◆ SET TASK:
Please copy the records from the line with "of the grass" up to and including the line with "[[170, 324]]", keeping every line, and shift each coordinate in the answers by adding 109 to it.

◆ Records from a data collection:
****
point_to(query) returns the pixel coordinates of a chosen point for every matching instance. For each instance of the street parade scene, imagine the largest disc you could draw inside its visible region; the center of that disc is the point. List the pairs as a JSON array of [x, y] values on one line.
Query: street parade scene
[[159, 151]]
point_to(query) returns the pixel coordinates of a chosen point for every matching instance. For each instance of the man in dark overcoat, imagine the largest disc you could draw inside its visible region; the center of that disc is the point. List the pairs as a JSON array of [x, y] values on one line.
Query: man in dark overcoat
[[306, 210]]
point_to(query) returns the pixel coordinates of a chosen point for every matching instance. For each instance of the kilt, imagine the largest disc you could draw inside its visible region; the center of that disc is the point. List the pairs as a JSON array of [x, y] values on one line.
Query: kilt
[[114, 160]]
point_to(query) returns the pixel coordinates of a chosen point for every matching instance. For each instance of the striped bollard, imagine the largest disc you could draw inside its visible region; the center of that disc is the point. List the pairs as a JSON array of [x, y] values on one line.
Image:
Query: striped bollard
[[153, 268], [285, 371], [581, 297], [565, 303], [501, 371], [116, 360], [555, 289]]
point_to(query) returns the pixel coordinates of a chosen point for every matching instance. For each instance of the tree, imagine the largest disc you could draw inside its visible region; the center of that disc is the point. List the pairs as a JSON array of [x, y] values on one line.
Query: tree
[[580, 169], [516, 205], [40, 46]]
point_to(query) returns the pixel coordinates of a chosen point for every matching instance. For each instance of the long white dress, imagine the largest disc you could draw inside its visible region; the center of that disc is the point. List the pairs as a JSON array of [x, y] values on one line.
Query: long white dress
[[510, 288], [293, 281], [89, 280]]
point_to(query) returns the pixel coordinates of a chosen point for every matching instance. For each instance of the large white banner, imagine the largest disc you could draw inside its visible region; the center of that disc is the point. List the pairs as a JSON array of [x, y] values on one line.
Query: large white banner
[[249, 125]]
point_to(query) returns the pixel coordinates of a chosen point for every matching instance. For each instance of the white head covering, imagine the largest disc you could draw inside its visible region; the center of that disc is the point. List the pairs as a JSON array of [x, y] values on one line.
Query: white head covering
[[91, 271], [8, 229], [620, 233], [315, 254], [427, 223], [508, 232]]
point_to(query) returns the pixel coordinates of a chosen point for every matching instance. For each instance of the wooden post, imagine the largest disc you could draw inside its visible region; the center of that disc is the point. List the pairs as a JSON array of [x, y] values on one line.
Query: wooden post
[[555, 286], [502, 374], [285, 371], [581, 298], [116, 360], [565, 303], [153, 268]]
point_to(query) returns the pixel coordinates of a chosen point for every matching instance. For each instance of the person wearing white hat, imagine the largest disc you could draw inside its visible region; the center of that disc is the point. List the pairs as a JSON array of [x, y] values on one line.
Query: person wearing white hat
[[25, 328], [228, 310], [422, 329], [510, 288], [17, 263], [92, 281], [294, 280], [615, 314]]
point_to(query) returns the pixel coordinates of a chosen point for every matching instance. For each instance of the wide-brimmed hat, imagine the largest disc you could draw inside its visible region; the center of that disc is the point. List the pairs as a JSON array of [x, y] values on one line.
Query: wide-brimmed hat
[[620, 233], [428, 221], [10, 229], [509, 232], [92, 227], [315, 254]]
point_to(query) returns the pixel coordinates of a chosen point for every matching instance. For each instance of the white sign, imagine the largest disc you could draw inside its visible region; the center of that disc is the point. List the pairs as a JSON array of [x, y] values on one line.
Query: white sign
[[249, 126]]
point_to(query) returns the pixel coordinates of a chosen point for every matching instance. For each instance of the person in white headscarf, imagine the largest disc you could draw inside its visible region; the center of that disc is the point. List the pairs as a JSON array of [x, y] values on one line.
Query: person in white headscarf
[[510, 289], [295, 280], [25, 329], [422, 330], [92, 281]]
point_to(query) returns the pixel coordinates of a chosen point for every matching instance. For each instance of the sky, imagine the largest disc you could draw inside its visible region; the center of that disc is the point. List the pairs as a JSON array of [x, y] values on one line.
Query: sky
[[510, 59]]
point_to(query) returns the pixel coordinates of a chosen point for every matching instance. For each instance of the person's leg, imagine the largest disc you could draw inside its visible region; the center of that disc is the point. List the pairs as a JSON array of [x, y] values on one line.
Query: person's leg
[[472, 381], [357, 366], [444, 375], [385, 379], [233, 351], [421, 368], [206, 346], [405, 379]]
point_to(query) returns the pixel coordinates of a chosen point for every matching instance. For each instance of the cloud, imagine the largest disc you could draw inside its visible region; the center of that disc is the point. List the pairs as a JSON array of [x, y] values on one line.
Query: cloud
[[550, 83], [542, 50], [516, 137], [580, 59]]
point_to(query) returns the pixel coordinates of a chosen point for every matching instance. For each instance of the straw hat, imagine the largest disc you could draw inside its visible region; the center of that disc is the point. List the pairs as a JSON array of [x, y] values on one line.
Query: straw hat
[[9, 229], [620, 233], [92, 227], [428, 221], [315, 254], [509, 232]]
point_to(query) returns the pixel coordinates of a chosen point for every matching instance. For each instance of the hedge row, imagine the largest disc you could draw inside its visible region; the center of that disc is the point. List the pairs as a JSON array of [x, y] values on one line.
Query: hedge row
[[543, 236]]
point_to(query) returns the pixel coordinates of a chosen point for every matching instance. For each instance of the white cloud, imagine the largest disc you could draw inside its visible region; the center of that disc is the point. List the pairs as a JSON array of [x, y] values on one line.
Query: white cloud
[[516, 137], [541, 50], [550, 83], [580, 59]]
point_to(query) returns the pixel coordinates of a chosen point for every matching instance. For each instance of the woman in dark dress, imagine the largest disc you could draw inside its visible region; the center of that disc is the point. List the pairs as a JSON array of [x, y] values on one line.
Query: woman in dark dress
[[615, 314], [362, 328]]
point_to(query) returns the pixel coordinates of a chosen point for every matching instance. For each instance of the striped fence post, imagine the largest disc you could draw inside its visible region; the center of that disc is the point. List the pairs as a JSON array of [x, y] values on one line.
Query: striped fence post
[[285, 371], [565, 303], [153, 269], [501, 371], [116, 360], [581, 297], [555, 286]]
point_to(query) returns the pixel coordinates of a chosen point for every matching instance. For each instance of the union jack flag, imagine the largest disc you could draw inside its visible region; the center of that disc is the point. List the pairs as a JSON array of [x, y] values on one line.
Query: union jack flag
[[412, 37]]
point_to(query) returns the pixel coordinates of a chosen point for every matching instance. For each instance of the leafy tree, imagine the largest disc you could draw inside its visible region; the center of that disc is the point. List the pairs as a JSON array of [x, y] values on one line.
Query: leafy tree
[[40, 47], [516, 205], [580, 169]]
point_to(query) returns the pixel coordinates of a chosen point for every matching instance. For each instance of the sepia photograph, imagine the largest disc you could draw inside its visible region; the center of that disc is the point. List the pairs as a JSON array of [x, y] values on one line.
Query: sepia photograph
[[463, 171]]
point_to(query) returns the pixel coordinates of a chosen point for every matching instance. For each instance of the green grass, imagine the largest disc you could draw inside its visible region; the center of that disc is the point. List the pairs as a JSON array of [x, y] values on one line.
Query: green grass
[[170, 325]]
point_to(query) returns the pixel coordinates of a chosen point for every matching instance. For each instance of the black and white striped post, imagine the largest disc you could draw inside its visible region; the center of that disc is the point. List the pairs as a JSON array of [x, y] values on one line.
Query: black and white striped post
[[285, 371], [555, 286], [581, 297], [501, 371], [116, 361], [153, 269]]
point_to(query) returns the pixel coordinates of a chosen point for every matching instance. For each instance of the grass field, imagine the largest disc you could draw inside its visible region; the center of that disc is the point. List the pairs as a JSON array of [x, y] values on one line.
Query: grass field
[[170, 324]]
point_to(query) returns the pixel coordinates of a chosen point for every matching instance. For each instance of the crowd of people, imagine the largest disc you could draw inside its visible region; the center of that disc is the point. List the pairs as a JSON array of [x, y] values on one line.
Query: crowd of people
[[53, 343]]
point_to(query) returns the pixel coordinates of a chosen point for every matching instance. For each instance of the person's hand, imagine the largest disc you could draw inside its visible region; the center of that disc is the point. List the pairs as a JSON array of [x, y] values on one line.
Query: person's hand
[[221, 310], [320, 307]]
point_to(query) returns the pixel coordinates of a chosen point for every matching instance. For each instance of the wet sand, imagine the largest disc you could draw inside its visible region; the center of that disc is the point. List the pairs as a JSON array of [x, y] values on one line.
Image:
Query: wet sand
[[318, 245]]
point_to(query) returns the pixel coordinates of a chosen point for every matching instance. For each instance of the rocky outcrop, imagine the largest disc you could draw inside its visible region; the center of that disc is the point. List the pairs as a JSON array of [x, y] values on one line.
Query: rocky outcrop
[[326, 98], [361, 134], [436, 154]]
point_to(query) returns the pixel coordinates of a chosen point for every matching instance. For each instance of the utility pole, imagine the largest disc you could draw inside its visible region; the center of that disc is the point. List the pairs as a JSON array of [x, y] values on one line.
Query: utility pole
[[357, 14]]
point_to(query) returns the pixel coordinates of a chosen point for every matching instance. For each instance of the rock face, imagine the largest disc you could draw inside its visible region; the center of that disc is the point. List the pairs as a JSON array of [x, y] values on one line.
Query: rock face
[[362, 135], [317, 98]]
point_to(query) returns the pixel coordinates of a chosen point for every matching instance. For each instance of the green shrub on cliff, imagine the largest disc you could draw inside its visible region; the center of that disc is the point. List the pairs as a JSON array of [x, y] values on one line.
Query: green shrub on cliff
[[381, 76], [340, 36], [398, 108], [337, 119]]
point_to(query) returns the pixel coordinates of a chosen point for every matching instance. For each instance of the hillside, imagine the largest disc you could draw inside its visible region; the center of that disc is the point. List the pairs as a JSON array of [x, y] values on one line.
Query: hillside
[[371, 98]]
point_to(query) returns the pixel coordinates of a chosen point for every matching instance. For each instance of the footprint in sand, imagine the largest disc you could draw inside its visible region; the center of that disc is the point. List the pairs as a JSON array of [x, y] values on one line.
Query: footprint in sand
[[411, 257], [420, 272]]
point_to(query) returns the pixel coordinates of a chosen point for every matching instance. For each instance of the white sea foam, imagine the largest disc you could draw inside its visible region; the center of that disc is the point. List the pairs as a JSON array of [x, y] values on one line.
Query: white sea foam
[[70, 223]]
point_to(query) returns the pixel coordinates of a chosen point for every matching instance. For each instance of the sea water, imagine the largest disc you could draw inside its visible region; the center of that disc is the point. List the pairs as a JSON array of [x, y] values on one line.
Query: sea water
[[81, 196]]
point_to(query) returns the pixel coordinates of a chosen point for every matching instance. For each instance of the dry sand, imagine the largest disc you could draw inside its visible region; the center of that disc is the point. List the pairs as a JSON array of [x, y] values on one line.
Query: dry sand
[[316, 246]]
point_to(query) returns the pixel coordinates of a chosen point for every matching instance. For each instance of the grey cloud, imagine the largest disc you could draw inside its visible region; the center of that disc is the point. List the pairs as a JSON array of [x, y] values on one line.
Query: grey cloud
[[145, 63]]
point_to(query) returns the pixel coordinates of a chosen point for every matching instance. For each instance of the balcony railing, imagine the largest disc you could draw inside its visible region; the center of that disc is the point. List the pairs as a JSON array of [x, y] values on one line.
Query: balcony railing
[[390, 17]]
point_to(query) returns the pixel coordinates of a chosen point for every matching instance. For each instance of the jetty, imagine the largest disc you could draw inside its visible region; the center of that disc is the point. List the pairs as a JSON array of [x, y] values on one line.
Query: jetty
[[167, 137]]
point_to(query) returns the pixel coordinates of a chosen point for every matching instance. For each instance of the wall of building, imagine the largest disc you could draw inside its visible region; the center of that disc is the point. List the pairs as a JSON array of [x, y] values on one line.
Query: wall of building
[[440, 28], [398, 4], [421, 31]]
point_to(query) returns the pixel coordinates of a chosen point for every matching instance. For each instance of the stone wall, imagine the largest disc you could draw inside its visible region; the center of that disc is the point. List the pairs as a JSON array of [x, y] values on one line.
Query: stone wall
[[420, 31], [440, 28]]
****
◆ RESULT OF THE EXERCISE:
point_to(query) returns the pixel coordinates of a chosen point for every matching instance. For each instance of the grass field, imagine the largest disc you could draw inside its visible region; the center of that disc is the point. List the pairs as a JSON array of [x, y] values on one line.
Query: grass field
[[279, 433]]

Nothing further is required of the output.